### Given records
━━━━━━━━━━━━━━━━━━━━━━━━━━━━━━

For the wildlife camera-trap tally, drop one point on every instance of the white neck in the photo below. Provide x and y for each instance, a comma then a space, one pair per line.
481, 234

━━━━━━━━━━━━━━━━━━━━━━━━━━━━━━

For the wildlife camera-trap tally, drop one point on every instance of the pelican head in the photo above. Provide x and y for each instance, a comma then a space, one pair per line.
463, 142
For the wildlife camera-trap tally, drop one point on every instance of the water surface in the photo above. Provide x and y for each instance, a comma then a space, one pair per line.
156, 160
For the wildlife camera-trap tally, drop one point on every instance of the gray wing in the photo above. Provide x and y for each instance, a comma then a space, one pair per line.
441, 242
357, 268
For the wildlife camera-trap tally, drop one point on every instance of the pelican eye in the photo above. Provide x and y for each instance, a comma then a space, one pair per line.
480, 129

━━━━━━━━━━━━━━━━━━━━━━━━━━━━━━

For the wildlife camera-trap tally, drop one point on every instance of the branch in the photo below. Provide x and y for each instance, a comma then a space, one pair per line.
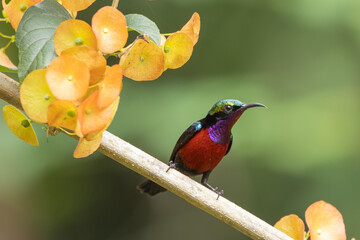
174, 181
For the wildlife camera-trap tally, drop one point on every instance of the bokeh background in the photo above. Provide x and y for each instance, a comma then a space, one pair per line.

━━━━━━━━━━━━━━━━━━━━━━━━━━━━━━

### Goal of the exercise
Put everything from the line containing "of the branch" down to the line containing "of the bokeh" into a JSON list of strings, one string per line, with blank lines and pictures left out.

### Result of this task
[
  "For the wildlife camera-trap tally, drop one point on every instance of the branch in the photo below. Provide x and y for each instance, a comma then a space, one pair per line.",
  "174, 181",
  "For the wildlife camera-trap tally, drop one point on every instance of the bokeh background in the photo above. Provide x and y for each instance, a comma then a space, one pair per line."
]